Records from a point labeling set
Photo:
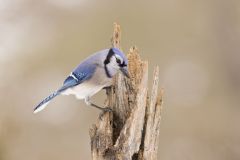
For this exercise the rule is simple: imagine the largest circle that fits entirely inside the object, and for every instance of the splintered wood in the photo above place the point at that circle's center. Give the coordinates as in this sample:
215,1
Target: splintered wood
131,132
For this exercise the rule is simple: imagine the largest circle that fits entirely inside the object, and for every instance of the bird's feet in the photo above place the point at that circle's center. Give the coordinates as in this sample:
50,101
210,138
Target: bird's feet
104,111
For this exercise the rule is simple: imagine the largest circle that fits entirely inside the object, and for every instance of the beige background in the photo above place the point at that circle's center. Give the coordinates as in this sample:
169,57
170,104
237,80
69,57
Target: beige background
195,43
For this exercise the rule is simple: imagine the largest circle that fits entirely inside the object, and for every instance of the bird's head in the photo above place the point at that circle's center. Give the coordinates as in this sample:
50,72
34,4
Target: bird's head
116,60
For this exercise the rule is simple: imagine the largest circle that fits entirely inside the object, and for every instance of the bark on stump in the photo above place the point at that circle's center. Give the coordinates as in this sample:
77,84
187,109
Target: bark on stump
131,132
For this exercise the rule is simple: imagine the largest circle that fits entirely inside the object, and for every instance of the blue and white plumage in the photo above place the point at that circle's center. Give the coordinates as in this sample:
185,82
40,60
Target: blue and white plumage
90,76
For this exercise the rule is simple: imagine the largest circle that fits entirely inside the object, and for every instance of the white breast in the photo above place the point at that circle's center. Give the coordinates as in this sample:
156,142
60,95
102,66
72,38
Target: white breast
90,87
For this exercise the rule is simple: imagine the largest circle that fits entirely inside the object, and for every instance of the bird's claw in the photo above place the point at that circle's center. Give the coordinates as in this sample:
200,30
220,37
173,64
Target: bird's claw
105,110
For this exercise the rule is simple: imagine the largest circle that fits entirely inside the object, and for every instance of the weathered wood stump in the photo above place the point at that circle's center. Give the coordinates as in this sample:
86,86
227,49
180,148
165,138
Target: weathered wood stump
131,131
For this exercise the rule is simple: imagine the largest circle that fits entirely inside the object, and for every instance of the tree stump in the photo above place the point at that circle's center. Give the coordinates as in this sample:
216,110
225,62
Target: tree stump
131,131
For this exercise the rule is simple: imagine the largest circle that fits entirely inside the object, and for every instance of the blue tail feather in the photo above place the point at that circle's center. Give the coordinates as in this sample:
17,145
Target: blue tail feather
44,103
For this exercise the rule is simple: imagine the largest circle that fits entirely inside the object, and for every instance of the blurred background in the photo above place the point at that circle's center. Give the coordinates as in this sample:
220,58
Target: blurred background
195,43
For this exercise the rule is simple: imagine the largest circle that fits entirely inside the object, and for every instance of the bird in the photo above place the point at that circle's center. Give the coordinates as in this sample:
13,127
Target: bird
93,74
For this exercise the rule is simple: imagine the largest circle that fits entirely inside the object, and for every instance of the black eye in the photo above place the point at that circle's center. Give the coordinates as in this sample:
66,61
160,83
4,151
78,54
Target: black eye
118,61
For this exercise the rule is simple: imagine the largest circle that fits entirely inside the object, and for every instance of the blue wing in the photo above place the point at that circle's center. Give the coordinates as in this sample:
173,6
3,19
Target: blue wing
82,73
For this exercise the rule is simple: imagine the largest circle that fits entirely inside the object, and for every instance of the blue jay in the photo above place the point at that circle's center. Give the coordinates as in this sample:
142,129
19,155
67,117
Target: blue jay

**Instructions for the task:** Give back exactly the lines from the line containing "of the black" to the end of the entries, and no other lines.

**Output:**
For this exercise the rule is simple: imagine the largest circle that fits entirely inside the object, and for every instance of the black eye in the photo above place the point at that circle's center. Give the coordinates as in this sample:
66,61
160,83
4,151
78,54
Target: black eye
118,61
For this exercise the rule is simple: imagine the largest circle that fits entirely inside the object, and for every instance of the blue wing in the photo above place the point at that circle's center. Give the coordinates as in this sample:
173,6
3,19
Target: blue wing
82,73
For this exercise the rule is simple: imagine the largest circle that fits entirely inside the object, and for every instance of the blue jay in the photo above place the point at that circle's center. Give the coordinates as in this sample:
142,129
19,155
67,117
Target: blue jay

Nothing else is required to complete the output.